STUDY TEXT:
━━━━━━━━━━━━━━━━━━━━━━━━━━━━━━

Terry Fox Research Institute launches ‘precision medicine’ network to better treat cancer

Darrell Fox remembers how excited his brother was on this day, 39 years ago.

He had trained so long, pounding out thousands of kilometres, in preparation for a cross-Canada run.

On April 12, 1980, Terry Fox dipped his prosthetic leg in the Atlantic Ocean off St. John’s and hit the road on his Marathon of Hope, a long-distance run to raise money for cancer research.

It’s no coincidence that the Terry Fox Research Institute chose Friday to announce a nationwide network that focuses on highly personalized care for cancer treatment.

It doesn ‘t matter where you are in the country, you should have the same opportunities, and that’s what this network will offer.– Darrell  Fox

“We’re continuing the Marathon of Hope,” Darrell Fox told CBC Radio’s St. John’s Morning Show.

“We’re uniting cancer researchers, scientists, provinces, universities and hospitals in this Marathon of Hope Cancer Centre network.”

The network links researchers and health care workers to collaborate and learn from one another.

“It doesn’t matter where you are in the country, you should have the same opportunities, and that’s what this network will offer,” Fox said.

‘We learn from each other’

Victor Ling, president and scientific director of the Terry Fox Research Institute, said doctors and researchers working on “precision medicine” will be able to collaborate to hone techniques and develop best practices.

━━━━━━━━━━━━━━━━━━━━━━━━━━━━━━

DATA SHOWN:
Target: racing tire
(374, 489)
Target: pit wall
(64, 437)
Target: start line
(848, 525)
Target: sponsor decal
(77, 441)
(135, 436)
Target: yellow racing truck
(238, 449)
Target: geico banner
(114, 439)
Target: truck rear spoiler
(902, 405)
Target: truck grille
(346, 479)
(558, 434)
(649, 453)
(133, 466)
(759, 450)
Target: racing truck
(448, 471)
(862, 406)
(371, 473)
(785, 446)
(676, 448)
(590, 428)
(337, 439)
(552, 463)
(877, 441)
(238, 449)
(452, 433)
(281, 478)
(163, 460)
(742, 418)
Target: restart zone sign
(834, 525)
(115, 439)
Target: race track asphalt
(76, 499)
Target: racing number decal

━━━━━━━━━━━━━━━━━━━━━━━━━━━━━━

EXERCISE 1:
Translate this sentence from the article on the Terry Fox Research Institute network into French: "The network links researchers and health care workers to collaborate and learn from one another."
EXERCISE 2:
Answer these questions from the article on the cancer research network:
(a) On what date did Terry Fox set out on his Marathon of Hope?
(b) On which CBC Radio program did Darrell Fox speak?
(c) What two titles does Victor Ling hold at the Terry Fox Research Institute?
EXERCISE 3:
Carry on the article about the Terry Fox Research Institute's cancer network, picking up after its final sentence.

OUTPUT 1:
Le réseau relie les chercheurs et les travailleurs de la santé afin qu'ils collaborent et apprennent les uns des autres.

OUTPUT 2:
(a) April 12, 1980
(b) St. John's Morning Show
(c) President and scientific director

OUTPUT 3:
Precision medicine is a tailored approach to health care that considers a patient’s genome and DNA mutations created by a specific tumour.

Terry Fox stands in front of what was possibly Canada’s most famous van during his run to raise funds for cancer research. Fox’s Marathon of Hope began in St. John’s 39 years ago. (Submitted by Darrell Fox)

Experts use new technology like DNA analysis, artificial intelligence and advanced imaging, including MRIs and PET scans, to develop a deep understanding of cancer.

The more doctors know about how the disease is attacking a person’s body, the better they can customize a treatment plan.

“That cancer can be understood, and the right drugs or the right treatment can be given,” Ling said.

The network is funded in part by a commitment from the federal government of $150 million over five years. Researchers from across the country, including Memorial University professors, are involved.

“Every time a patient is treated, no matter where they are in the network,” Ling said, “we learn from each other and we share the information.”